#### SUPPLIED INFORMATION
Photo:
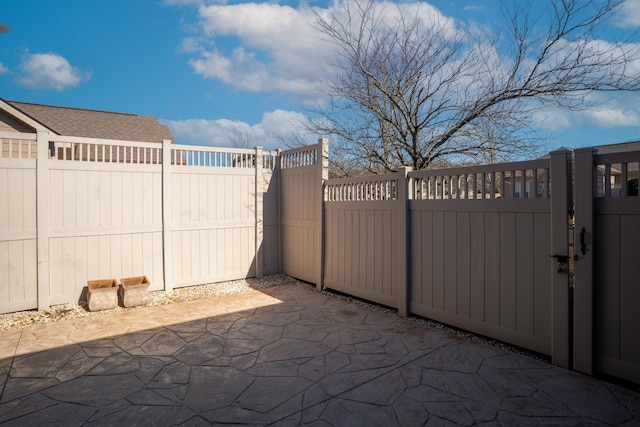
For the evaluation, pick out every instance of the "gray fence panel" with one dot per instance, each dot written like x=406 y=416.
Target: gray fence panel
x=301 y=173
x=480 y=257
x=608 y=291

#### TASK OBJECTIVE
Rewrite the data above with "fence panel" replaced by "fence section" everywhere and every other line left unchanged. Don't include the pictures.

#### RESULT BELOW
Photo:
For the evaluation, pick out every instance of the "gray fence section" with one dot per instance, each dot written like x=406 y=416.
Target: gray fence section
x=301 y=173
x=480 y=257
x=608 y=291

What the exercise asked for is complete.